Text:
The interesting bit comes when I look at the properties for the Index Seek:

Estimated number of rows = 1, Actual = 1,440. That’s quite a long way out. Of course here we have a trivial query so the massive underestimate isn’t affecting our plan. If we started joining to other tables though it would likely result in a massively inefficient plan – perhaps choosing a Nested Loops join over a Hash or Merge.

Note I’m using SQL Server 2012 for this test and I’m not using the Traceflag (2371) which reduces the threshold for statistics updates ( When do Statistics Get Updated? ):

So I’ve got nearly another 30,000 rows to insert before statistics get automatically updated and my estimates come into line. If I’m always querying for the current day then it’s going to be very rare that statistics are going to be able to help me with a good estimate.

So what’s the fix?

Before we get on to the methods that have been introduced to try and ameliorate this problem, if you face this sort of scenario you might want to consider whether you need to update your statistics objects more often than the auto-stats threshold. If you have a regular job to rebuild fragmented indexes then those indexes that get rebuilt will have their statistics refreshed – however that won’t cover the auto created statistics, and it won’t cover statistics for tables that get don’t get rebuilt.

So, if you don’t have a specific scheduled job to regularly update statistics that is definitely worth considering.

In terms of how SQL has changed to help us, from SQL Server 2005 SP1, the nature of columns began to be tracked, monitoring updates of statistics to understand how the data changes. This additional information can be seen if you enable traceflag 2388, then view the statistics. Let’s have a look at what’s gathered. First I’m going to add a couple more days of data, updating the statistics between each insert, then I run the following:

DBCC TRACEON(2388);
DBCC SHOW_STATISTICS('dbo.Events',IX_Events_EventDate);
DBCC TRACEOFF(2388);

What you see here is historical information about the updates to the statistics. This is undocumented stuff, but some of what we see we can work out the meaning for. In particular we can see how many rows were inserted since the last statistics update, and how many of those values were above the top of the old histogram. We also see a column “Leading Column Type” which has a value of “Unknown”.

Now I’m going to insert another day’s date and update the statistics once more, then we’ll look at this again:

You can see that now we have a Leading Column Type of “Ascending”. After three updates to the statistics where the Leading Value was only increasing each time, SQL Server will identify that it is an ascending column. It must be at least three updates before SQL will recognise this, and if that stops being the case (i.e. some lower values are inserted) then the next statistics update will reset this until we again get three consecutive updates with only increasing values.

This happens in the background and you don’t need the traceflag 2388 to make it happen –that is just so you can see what is going on.

The obvious question is, now SQL knows my column is ascending, has that affected the estimation for my query? Before we look I’ll insert another day of data so there is some data beyond the histogram, and then I’ll query again:

SELECT *
FROM dbo.Events
WHERE EventDate > '20170415'
OPTION (RECOMPILE);

And the properties from the execution plan:

So nope. Nothing has changed.

Task details:
Rewrite the part of the SQL Server statistics text that begins at the words "So I’ve got" and ends after "don’t get rebuilt.", putting "automatic update threshold" in place of "auto-stats threshold". Rely only on the text above.

Excerpts of pointing data
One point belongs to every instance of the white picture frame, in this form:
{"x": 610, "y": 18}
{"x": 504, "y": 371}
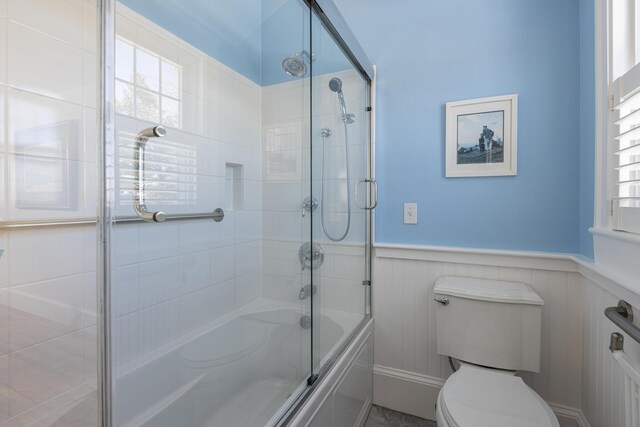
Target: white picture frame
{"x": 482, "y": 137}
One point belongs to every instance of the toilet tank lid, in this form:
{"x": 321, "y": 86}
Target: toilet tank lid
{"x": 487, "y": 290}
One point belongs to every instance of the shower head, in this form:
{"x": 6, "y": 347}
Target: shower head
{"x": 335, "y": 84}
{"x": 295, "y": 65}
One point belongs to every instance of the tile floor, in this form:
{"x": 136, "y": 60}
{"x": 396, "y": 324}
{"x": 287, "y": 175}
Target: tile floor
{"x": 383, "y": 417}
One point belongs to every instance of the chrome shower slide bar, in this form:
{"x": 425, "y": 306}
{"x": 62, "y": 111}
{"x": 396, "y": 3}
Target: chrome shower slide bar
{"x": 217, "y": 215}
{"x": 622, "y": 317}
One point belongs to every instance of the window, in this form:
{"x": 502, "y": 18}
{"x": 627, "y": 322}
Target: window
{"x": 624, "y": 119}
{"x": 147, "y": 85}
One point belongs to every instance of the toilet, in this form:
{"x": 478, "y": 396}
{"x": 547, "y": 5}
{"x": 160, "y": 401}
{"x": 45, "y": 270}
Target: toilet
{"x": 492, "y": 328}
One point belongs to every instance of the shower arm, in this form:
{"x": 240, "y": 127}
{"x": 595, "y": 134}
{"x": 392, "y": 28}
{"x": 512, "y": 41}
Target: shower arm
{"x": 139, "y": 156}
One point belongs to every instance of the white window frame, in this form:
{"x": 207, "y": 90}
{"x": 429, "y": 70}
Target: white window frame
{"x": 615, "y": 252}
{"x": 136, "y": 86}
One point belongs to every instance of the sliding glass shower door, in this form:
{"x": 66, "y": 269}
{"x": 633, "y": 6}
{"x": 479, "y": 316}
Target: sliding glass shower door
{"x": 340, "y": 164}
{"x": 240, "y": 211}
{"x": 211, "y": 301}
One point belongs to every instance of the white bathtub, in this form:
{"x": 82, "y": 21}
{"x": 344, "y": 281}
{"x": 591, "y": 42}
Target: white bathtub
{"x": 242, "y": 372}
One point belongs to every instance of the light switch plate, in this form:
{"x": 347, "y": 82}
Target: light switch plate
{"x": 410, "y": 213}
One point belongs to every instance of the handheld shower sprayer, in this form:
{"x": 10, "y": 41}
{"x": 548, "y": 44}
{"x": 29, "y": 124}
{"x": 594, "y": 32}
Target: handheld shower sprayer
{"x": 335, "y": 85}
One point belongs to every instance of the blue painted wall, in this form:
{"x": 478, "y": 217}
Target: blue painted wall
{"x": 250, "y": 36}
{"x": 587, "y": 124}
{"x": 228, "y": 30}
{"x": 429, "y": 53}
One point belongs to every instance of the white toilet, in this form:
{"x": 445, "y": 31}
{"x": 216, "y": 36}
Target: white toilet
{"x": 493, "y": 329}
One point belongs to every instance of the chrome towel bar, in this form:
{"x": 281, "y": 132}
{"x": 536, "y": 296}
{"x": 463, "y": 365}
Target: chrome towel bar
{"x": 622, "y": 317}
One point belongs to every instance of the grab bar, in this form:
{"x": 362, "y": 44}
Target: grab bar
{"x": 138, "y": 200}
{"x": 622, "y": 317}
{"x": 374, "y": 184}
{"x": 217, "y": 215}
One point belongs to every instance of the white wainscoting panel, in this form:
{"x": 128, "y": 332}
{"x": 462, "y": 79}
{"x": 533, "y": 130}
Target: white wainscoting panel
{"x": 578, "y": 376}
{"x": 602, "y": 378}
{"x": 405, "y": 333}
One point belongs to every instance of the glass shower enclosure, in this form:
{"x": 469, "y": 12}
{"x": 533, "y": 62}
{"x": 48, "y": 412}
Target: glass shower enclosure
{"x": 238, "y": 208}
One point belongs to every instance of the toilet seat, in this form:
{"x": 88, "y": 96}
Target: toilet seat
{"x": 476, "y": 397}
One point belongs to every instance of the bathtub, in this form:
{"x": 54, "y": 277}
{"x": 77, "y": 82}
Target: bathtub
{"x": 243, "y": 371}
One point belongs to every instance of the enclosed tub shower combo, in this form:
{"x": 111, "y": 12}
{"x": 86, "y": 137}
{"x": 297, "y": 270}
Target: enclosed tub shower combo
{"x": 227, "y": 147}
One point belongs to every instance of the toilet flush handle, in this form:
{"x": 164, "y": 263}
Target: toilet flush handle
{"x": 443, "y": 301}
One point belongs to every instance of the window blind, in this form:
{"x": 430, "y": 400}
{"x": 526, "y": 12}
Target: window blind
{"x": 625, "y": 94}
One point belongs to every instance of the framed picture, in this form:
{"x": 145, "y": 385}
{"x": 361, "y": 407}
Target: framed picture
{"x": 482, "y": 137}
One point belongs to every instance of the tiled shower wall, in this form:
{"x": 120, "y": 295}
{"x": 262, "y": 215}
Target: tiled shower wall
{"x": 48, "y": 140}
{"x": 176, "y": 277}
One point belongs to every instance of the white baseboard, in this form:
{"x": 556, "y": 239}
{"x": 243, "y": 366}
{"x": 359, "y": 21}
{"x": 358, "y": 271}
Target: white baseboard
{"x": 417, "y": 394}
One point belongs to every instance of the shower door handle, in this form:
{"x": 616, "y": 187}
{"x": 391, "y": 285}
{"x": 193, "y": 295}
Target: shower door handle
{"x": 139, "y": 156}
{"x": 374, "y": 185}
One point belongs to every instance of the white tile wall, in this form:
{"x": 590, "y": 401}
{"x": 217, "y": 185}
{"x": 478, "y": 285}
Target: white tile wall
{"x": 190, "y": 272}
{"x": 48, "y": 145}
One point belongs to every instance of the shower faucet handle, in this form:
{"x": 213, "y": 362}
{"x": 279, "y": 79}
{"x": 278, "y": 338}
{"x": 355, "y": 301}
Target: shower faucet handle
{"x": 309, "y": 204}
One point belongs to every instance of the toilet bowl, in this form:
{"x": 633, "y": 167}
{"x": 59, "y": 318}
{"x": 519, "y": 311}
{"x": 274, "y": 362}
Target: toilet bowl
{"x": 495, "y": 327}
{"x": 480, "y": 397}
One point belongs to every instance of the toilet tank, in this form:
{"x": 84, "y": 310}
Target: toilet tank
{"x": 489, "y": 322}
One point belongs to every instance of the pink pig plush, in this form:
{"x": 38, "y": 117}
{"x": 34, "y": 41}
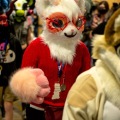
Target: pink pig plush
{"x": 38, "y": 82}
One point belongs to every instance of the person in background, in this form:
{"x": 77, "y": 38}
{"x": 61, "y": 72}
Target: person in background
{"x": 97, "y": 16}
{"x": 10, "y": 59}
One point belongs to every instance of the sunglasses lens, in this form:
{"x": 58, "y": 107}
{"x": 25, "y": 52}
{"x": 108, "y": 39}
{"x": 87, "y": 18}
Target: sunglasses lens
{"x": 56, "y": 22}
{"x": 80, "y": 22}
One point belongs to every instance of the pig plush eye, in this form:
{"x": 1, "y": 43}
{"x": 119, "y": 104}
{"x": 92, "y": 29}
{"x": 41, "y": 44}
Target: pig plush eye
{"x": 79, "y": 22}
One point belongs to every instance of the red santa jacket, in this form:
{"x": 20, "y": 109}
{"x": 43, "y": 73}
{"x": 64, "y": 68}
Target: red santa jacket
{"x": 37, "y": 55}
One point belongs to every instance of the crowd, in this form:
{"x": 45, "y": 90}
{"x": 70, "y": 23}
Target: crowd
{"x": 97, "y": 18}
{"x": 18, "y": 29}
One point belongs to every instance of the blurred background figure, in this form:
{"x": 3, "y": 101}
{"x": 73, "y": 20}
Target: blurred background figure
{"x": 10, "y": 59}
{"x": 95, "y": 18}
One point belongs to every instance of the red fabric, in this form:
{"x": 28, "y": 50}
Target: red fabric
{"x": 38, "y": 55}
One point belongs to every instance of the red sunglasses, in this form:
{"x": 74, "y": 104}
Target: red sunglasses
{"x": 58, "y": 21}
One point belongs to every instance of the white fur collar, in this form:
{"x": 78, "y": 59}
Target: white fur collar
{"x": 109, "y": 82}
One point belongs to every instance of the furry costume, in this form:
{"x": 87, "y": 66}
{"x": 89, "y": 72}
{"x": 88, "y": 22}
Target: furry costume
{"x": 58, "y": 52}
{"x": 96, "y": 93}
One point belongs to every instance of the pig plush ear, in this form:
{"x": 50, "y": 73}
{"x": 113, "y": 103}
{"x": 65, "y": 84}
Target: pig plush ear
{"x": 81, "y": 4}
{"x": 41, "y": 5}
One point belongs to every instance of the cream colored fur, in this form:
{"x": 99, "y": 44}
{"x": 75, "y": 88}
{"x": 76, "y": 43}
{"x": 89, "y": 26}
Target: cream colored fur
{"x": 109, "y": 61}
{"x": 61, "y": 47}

Solution to this task:
So I’ve got nearly another 30,000 rows to insert before statistics get automatically updated and my estimates come into line. If I’m always querying for the current day then it’s going to be very rare that statistics are going to be able to help me with a good estimate.

So what’s the fix?

Before we get on to the methods that have been introduced to try and ameliorate this problem, if you face this sort of scenario you might want to consider whether you need to update your statistics objects more often than the automatic update threshold. If you have a regular job to rebuild fragmented indexes then those indexes that get rebuilt will have their statistics refreshed – however that won’t cover the auto created statistics, and it won’t cover statistics for tables that get don’t get rebuilt.